Extrait source:

Franc-Comtois de naissance, je n’avais jamais participé aux Eurockéennes (shame, shame, shame), mais avec une jolie prog’ comme celle de cette année, il aurait été dommage de rater ça encore une fois.

Lors d’un festival, on ne peut jamais s’attendre à avoir la qualité d’un concert en salle avec une acoustique mortelle et les réactions d’un public de fans. On vient voir des groupes qu’on a envie de voir, mais aussi en découvrir pas mal d’autres et même, parfois, par pur masochisme, on va aller se planter devant un artiste qu’on n’aime pas, pour être bien certain qu’on ne l’aime pas (ou modérer ses propos le cas échéant). Je vais donc essayer de vous raconter mes deux jours de festival, en alliant l’expérience globale aux performances scéniques.

VENDREDI

Arrivé sur le site de la presqu’île du Malsaucy, je retrouve un ami pour regarder France-Uruguay, faut pas déconner, à l’Auberge du Lac entourés de supporters du FCSM (FC Sochaux-Montbéliard, l’équipe professionnelle du coin, en ligue 2, pour les profanes). Pinte. Allez les Bleus. 1-0 à la mi-temps, la France domine, nickel, je peux rejoindre tranquillement l’espace presse où je vais discuter avec Saul Adamczewski de Insecure Men et Fat White Family (interview ici).

Retour sur le site. Je rejoins des copains devant Our Girl qui termine son set sur la scène de la Plage. De la fuzz et de la cool attitude pour ce jeune trio de Brighton qui promet. « Note à Béné », pour ceux qui ne connaissent pas le lieu, la scène de la Plage est littéralement installée dans l’étang du Malsaucy, le public étant lui-même sur la plage. Canon !

On se dirige ensuite vers la Loggia (la petite scène du festoche) pour assister au concert de Nakhane. Autant le dire tout de suite, c’est la performance la plus classe du weekend. Le Sud-Africain « taille mannequin », vêtu d’un magnifique costume rose bonbon (signé Rich Mnisi pour les intéressés), balance un savant mélange d’électro pop teinté de soul et de glam, un fin croisement entre Seal et David Bowie. On se laisse emporter pendant trois quarts d’heure, le festival commence bien.

Après une petite balade sur le site et un passage rapide devant Michelle Denis & The Gospel Sessions, qui est en train d’enflammer la Plage avec son orchestre gospel-soul, on vient se poser devant Insecure Men accompagnés d’une poutine à la saucisse de Montbéliard (tuerie). Les mecs mettent un certain temps à se préparer, ils ont apparemment quelques problèmes techniques. Ça commence en retard et on se rend vite compte que la combinaison exotica-pop proposée par le groupe est plus adaptée à l’écoute sur album qu’en festival. On reste pour quelques chansons avant de suivre le gros beat que l’on entend au loin, venant du chapiteau Greenroom.

(Enregistrements du jeu de données de pointage)

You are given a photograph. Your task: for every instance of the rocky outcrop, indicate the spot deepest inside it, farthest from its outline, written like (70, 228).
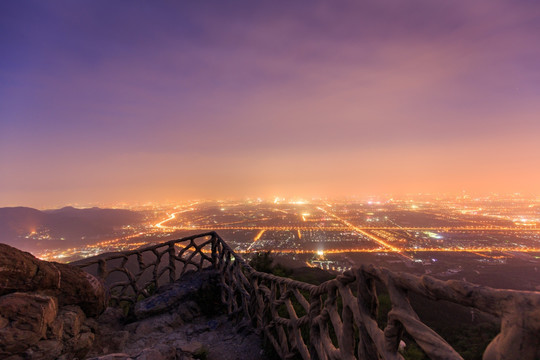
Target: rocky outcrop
(22, 272)
(45, 308)
(190, 286)
(174, 324)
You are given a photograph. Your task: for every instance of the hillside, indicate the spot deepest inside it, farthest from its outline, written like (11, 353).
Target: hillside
(27, 228)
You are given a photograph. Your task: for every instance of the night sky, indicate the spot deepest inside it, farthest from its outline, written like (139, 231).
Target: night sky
(136, 101)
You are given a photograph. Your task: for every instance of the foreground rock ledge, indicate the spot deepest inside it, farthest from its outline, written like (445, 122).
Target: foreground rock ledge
(46, 308)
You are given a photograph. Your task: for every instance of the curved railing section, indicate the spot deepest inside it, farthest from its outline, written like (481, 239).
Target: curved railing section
(337, 319)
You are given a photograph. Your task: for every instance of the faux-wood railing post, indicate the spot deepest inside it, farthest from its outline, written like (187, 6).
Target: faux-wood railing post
(214, 256)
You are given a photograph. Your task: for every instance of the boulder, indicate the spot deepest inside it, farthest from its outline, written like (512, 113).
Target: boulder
(169, 296)
(22, 272)
(28, 315)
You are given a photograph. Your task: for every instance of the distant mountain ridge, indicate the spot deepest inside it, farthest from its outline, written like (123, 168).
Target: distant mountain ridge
(68, 223)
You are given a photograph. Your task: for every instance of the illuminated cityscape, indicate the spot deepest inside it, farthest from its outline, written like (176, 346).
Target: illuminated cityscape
(337, 235)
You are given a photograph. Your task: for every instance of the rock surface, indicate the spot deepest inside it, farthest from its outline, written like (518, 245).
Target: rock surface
(44, 308)
(185, 328)
(22, 272)
(172, 294)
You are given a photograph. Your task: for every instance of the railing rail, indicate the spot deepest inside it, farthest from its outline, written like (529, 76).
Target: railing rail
(337, 319)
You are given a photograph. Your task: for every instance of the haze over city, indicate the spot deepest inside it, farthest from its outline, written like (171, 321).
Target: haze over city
(106, 103)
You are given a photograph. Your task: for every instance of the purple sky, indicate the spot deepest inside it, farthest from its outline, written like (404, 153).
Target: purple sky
(134, 101)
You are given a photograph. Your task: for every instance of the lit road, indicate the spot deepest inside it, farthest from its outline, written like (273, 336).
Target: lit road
(377, 239)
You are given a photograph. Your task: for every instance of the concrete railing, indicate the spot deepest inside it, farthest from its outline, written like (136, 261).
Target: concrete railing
(335, 320)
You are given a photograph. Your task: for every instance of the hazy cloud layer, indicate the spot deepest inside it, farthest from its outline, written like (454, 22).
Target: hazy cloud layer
(126, 101)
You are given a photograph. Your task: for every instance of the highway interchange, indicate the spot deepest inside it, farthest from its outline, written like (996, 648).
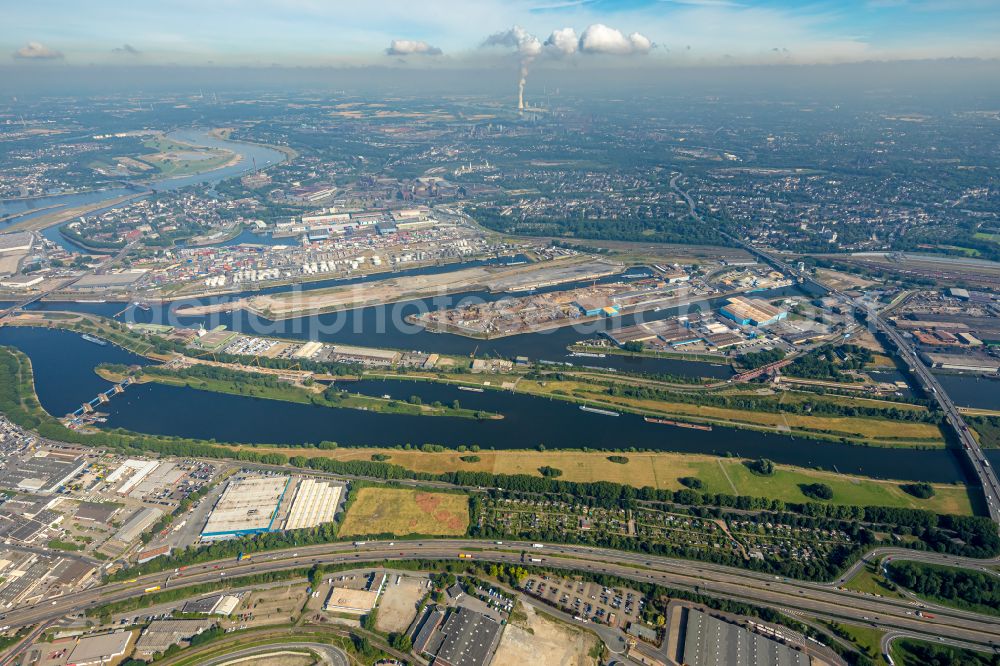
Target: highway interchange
(823, 600)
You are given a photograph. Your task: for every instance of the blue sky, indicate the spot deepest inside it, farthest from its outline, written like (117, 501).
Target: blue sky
(443, 33)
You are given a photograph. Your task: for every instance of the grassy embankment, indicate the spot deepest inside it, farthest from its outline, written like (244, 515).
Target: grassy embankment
(719, 359)
(867, 640)
(61, 215)
(870, 431)
(661, 470)
(248, 386)
(169, 158)
(657, 470)
(870, 581)
(866, 430)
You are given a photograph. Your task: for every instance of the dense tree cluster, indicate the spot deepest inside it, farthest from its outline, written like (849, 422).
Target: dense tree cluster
(966, 588)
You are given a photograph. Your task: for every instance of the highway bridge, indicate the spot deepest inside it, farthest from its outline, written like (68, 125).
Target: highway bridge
(928, 382)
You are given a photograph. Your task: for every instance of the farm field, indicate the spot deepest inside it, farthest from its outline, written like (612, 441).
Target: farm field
(404, 511)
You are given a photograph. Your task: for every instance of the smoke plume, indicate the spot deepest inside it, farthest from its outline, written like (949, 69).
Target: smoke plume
(528, 48)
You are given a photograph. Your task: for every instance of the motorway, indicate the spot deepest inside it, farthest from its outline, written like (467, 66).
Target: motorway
(328, 654)
(815, 599)
(102, 267)
(929, 383)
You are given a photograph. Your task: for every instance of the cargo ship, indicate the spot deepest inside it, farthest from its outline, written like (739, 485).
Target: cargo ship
(595, 410)
(679, 424)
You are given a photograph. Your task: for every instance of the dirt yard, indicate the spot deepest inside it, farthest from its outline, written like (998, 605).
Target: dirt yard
(539, 640)
(399, 603)
(400, 512)
(273, 605)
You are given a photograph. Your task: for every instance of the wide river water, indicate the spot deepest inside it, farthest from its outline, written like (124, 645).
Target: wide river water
(63, 363)
(24, 209)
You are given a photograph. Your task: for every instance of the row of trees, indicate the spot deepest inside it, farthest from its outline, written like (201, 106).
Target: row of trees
(966, 588)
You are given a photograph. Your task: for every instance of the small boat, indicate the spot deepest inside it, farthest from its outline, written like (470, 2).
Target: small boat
(595, 410)
(679, 424)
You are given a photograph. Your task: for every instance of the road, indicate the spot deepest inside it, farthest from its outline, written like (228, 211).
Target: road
(987, 476)
(815, 599)
(328, 654)
(103, 266)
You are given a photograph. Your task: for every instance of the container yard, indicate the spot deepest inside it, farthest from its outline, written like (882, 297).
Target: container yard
(525, 314)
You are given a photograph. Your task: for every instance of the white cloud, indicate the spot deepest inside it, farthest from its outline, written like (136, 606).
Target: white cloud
(599, 38)
(405, 47)
(562, 42)
(37, 51)
(127, 49)
(527, 45)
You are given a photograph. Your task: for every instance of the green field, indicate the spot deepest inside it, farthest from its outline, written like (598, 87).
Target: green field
(727, 476)
(867, 580)
(867, 639)
(401, 511)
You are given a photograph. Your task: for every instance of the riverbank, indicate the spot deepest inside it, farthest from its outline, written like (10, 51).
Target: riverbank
(725, 475)
(228, 380)
(848, 429)
(719, 359)
(295, 303)
(728, 476)
(47, 220)
(842, 420)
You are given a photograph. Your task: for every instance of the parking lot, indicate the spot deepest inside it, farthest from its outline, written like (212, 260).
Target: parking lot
(612, 606)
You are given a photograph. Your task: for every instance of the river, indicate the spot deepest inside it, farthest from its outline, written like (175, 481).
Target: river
(63, 363)
(24, 209)
(386, 326)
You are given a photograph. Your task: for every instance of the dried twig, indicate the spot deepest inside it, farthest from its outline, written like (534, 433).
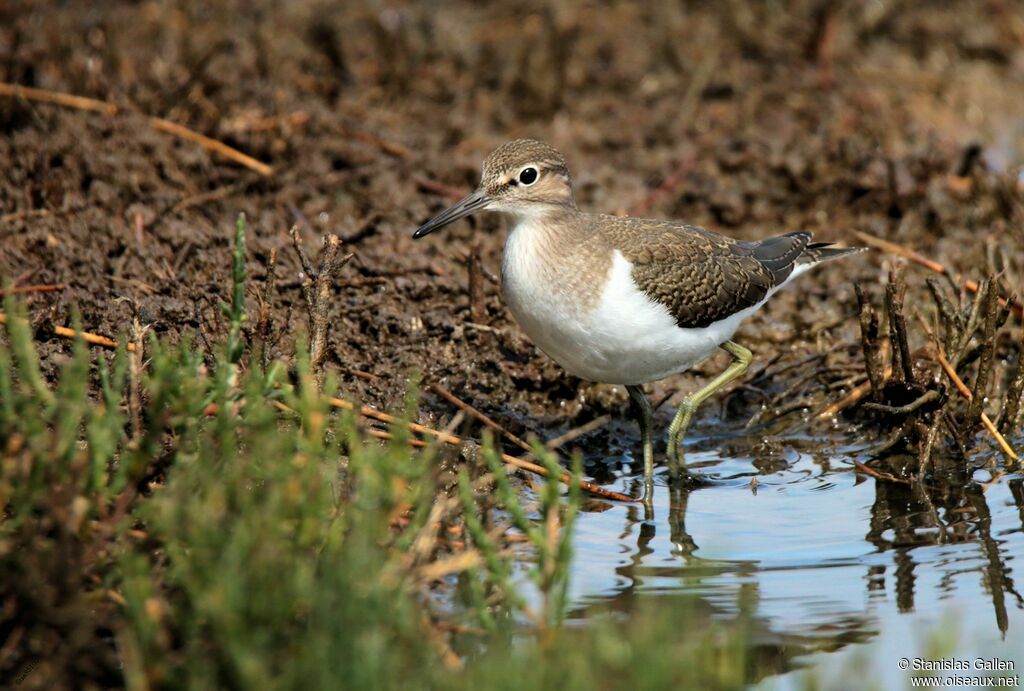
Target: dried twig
(463, 405)
(895, 292)
(449, 438)
(316, 291)
(160, 124)
(856, 395)
(91, 339)
(920, 259)
(966, 392)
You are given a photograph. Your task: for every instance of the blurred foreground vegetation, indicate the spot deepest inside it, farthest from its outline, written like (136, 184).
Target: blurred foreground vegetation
(173, 520)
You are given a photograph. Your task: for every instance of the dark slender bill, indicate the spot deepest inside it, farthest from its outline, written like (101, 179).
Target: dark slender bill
(464, 207)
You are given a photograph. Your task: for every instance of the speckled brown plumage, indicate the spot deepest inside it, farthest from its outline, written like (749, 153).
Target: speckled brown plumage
(699, 275)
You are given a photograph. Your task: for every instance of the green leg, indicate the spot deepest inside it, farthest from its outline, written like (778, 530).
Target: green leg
(644, 415)
(741, 360)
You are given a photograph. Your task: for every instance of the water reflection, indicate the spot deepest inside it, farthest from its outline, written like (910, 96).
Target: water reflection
(815, 555)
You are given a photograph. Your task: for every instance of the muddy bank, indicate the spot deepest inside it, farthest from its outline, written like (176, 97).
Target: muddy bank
(902, 122)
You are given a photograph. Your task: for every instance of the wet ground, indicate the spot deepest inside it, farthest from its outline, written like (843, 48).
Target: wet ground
(902, 120)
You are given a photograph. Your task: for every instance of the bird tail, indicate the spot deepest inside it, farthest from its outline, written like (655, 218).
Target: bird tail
(818, 252)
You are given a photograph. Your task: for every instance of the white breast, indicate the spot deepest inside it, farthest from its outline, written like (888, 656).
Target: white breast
(624, 337)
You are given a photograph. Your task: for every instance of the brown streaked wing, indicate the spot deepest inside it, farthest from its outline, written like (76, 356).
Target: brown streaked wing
(699, 275)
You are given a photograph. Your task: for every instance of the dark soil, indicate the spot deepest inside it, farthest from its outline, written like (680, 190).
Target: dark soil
(835, 118)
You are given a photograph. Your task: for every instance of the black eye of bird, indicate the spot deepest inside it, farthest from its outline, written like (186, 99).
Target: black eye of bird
(527, 176)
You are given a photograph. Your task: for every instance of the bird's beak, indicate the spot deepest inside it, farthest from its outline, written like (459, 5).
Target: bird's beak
(470, 204)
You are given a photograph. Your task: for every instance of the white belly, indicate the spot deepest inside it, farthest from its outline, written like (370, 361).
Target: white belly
(624, 338)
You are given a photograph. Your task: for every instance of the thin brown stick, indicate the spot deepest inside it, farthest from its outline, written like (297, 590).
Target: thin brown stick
(91, 339)
(855, 395)
(508, 460)
(966, 392)
(43, 288)
(920, 259)
(463, 405)
(56, 98)
(160, 124)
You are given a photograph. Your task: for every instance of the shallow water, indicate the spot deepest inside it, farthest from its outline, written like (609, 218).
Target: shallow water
(832, 560)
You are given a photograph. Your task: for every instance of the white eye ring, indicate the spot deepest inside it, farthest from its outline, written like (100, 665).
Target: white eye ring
(527, 176)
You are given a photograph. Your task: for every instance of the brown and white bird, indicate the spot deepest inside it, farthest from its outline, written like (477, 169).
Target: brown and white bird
(624, 300)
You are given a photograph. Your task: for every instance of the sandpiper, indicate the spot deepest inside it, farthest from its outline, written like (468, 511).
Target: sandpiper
(624, 300)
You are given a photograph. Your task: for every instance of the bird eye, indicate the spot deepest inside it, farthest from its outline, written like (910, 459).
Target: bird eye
(527, 176)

Consigne:
Réécris tout ce qui va de « Retour sur le » jusqu'à « festival commence bien. » dans le compte rendu du festival, en y remplaçant « costume rose bonbon » par « costume bleu nuit ».

Réponse:
Retour sur le site. Je rejoins des copains devant Our Girl qui termine son set sur la scène de la Plage. De la fuzz et de la cool attitude pour ce jeune trio de Brighton qui promet. « Note à Béné », pour ceux qui ne connaissent pas le lieu, la scène de la Plage est littéralement installée dans l’étang du Malsaucy, le public étant lui-même sur la plage. Canon !

On se dirige ensuite vers la Loggia (la petite scène du festoche) pour assister au concert de Nakhane. Autant le dire tout de suite, c’est la performance la plus classe du weekend. Le Sud-Africain « taille mannequin », vêtu d’un magnifique costume bleu nuit (signé Rich Mnisi pour les intéressés), balance un savant mélange d’électro pop teinté de soul et de glam, un fin croisement entre Seal et David Bowie. On se laisse emporter pendant trois quarts d’heure, le festival commence bien.